Begin Input
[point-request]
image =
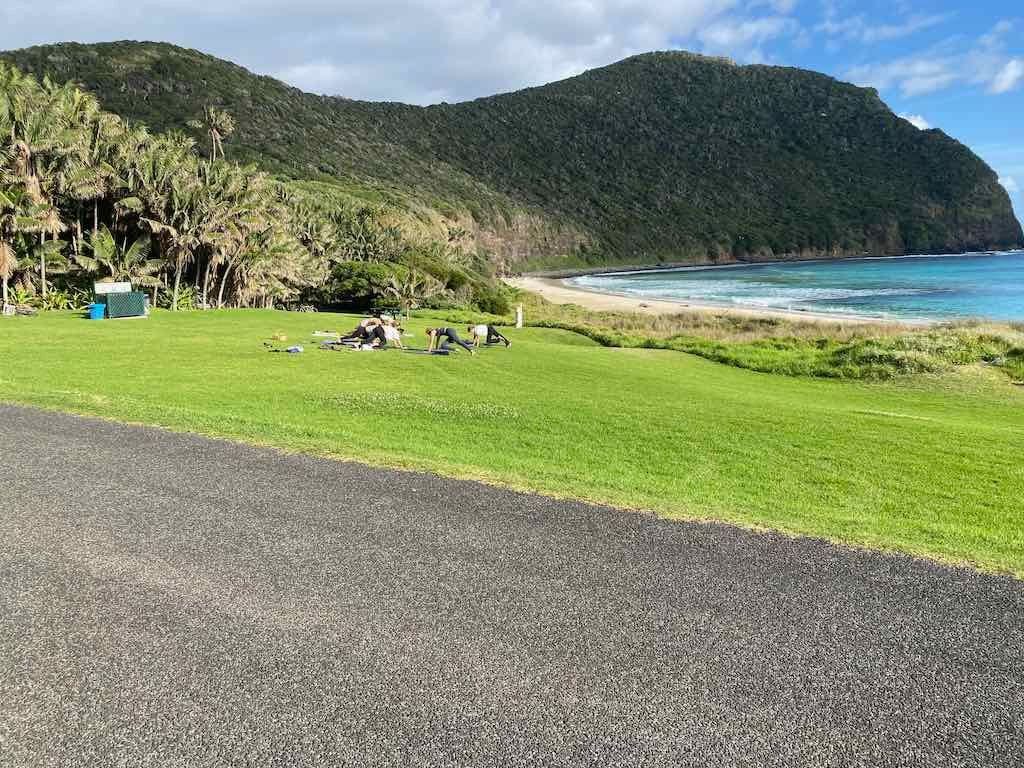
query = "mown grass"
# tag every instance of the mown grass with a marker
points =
(928, 465)
(790, 347)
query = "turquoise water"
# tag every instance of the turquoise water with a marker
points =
(972, 285)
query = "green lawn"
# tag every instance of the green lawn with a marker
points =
(926, 466)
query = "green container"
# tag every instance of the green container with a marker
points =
(126, 304)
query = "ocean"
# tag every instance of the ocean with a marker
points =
(957, 287)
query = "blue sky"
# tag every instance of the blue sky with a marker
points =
(942, 64)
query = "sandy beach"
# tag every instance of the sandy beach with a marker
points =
(558, 291)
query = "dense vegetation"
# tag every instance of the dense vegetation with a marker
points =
(86, 196)
(924, 465)
(666, 157)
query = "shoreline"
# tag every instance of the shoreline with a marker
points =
(672, 266)
(557, 291)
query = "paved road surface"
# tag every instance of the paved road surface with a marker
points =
(167, 600)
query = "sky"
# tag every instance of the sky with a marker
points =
(942, 64)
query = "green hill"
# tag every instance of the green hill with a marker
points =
(665, 157)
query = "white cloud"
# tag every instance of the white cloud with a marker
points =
(415, 50)
(983, 62)
(916, 121)
(1009, 77)
(859, 29)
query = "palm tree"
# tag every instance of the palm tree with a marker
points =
(412, 290)
(8, 228)
(38, 131)
(131, 264)
(19, 217)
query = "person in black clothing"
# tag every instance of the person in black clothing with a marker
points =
(483, 334)
(366, 332)
(440, 337)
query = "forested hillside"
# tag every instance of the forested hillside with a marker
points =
(666, 157)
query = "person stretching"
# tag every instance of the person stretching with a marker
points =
(439, 338)
(486, 335)
(363, 332)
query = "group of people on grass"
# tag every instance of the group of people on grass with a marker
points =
(380, 331)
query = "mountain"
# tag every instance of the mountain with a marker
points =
(660, 158)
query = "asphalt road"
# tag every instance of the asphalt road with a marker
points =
(168, 600)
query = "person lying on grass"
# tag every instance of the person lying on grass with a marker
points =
(483, 334)
(441, 337)
(363, 332)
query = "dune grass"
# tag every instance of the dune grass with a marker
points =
(798, 347)
(929, 465)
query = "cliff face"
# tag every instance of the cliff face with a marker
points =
(662, 158)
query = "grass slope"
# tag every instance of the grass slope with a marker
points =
(930, 466)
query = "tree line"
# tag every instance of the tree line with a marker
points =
(85, 195)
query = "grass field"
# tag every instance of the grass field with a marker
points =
(926, 465)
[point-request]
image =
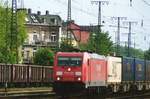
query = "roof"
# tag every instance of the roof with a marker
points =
(48, 19)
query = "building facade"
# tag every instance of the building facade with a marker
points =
(42, 31)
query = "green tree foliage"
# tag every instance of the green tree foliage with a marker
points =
(99, 43)
(44, 56)
(7, 55)
(147, 54)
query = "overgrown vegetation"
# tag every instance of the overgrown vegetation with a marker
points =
(9, 50)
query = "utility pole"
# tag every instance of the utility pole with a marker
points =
(99, 11)
(68, 23)
(130, 23)
(99, 3)
(14, 32)
(118, 33)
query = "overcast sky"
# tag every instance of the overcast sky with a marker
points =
(85, 13)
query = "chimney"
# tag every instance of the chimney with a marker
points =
(38, 12)
(47, 12)
(29, 11)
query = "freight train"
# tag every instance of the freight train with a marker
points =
(18, 75)
(79, 71)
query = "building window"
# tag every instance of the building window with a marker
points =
(34, 19)
(53, 37)
(28, 53)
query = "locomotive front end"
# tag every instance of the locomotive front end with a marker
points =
(68, 72)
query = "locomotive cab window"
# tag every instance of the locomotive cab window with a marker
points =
(69, 61)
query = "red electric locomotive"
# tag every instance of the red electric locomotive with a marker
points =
(77, 71)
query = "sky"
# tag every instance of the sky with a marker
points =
(86, 13)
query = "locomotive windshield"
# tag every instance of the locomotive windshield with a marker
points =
(69, 61)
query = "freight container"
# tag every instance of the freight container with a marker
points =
(127, 69)
(147, 78)
(114, 69)
(97, 70)
(139, 70)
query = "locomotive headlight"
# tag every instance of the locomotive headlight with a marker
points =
(59, 73)
(78, 73)
(79, 79)
(58, 78)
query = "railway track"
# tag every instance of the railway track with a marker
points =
(22, 92)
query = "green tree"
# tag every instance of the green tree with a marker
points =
(9, 56)
(44, 56)
(98, 42)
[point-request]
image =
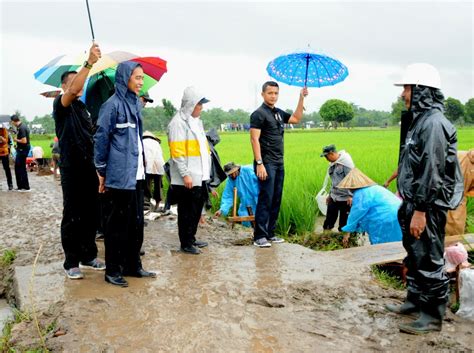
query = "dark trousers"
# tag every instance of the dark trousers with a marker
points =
(79, 221)
(6, 168)
(123, 211)
(336, 209)
(190, 203)
(426, 276)
(269, 201)
(100, 214)
(153, 182)
(21, 174)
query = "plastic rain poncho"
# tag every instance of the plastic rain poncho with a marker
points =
(374, 210)
(247, 192)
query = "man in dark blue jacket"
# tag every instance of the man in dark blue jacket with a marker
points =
(119, 160)
(430, 183)
(78, 178)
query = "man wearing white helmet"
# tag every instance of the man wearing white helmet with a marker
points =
(430, 183)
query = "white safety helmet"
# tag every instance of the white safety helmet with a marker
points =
(420, 74)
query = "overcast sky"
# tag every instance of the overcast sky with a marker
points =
(223, 47)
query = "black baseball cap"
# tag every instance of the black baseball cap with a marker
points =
(328, 149)
(146, 97)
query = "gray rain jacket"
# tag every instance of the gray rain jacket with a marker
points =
(119, 130)
(428, 171)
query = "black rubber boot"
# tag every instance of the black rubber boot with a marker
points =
(411, 306)
(429, 321)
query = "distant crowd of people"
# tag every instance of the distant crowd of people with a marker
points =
(119, 167)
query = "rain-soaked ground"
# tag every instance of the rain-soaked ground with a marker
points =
(229, 299)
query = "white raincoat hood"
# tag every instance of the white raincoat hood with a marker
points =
(191, 97)
(345, 159)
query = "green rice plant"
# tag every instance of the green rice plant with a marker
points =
(8, 257)
(374, 151)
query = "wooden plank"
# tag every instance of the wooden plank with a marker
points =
(241, 219)
(384, 253)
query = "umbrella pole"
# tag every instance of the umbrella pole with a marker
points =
(90, 20)
(307, 67)
(306, 75)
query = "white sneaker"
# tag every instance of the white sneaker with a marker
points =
(276, 240)
(262, 243)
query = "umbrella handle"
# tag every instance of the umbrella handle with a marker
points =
(90, 21)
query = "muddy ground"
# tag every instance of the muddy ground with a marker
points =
(229, 299)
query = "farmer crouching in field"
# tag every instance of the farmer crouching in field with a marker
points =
(78, 176)
(190, 167)
(374, 209)
(430, 183)
(217, 175)
(5, 154)
(119, 159)
(339, 201)
(267, 126)
(244, 179)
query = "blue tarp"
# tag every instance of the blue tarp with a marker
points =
(374, 210)
(247, 192)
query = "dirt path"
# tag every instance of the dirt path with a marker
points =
(229, 299)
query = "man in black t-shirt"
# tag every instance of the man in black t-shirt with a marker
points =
(79, 180)
(266, 133)
(22, 140)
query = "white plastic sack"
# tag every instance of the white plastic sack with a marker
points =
(322, 196)
(466, 307)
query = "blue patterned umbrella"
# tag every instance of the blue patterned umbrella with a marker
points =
(307, 69)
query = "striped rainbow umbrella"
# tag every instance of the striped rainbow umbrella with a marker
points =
(50, 74)
(99, 85)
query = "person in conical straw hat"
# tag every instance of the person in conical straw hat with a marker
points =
(339, 200)
(374, 209)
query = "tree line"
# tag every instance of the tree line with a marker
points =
(334, 113)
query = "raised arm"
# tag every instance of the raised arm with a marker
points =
(74, 89)
(298, 114)
(257, 155)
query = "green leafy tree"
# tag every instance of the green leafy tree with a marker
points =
(469, 111)
(397, 107)
(169, 108)
(454, 109)
(336, 111)
(46, 121)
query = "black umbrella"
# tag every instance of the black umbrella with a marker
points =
(4, 118)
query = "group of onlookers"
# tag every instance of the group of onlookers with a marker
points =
(22, 142)
(112, 162)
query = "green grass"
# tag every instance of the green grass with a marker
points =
(44, 141)
(375, 152)
(326, 241)
(8, 257)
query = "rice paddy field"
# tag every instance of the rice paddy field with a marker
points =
(375, 152)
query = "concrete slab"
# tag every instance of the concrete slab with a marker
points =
(6, 313)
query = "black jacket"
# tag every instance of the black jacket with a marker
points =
(217, 173)
(428, 172)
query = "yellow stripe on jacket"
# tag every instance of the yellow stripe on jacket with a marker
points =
(186, 148)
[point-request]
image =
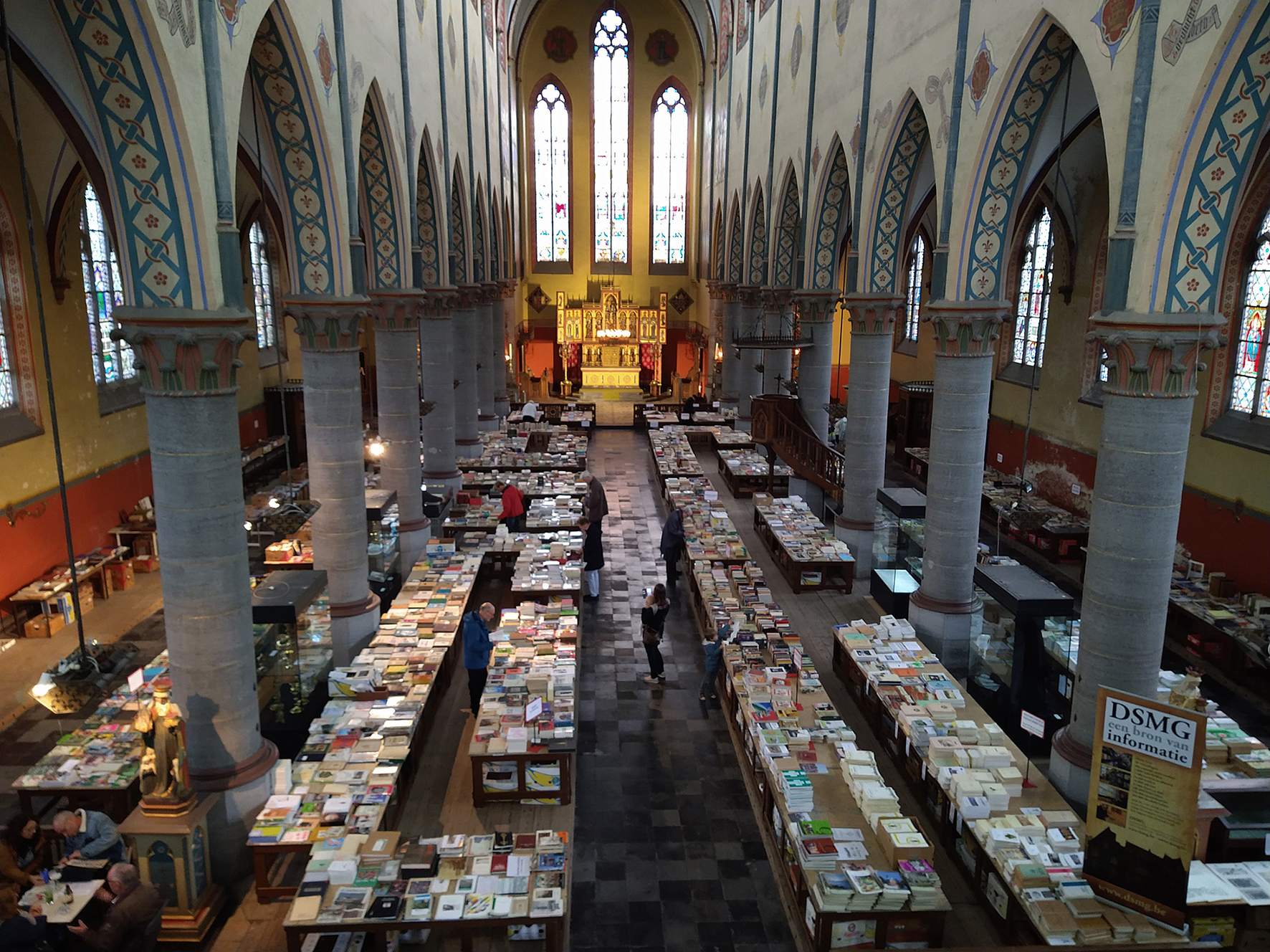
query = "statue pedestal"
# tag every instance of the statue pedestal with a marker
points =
(173, 856)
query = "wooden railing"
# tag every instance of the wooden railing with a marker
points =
(778, 422)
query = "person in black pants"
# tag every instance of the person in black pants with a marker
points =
(653, 628)
(477, 647)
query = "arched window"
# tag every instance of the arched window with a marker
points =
(1250, 386)
(551, 173)
(103, 290)
(611, 98)
(913, 297)
(669, 177)
(1031, 307)
(262, 280)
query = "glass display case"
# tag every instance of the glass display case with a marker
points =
(291, 634)
(1024, 654)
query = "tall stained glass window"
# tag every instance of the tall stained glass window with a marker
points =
(913, 305)
(669, 177)
(262, 280)
(1250, 389)
(551, 173)
(103, 290)
(611, 97)
(1031, 308)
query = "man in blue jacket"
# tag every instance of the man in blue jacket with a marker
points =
(89, 835)
(477, 647)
End Input
Problem details: Pick out every line in the items above that contains the word "patterned", and copy each one in full. Case counts.

Result:
query = "blue patterned umbrella"
# tag every instance of the blue patterned umbrella with a marker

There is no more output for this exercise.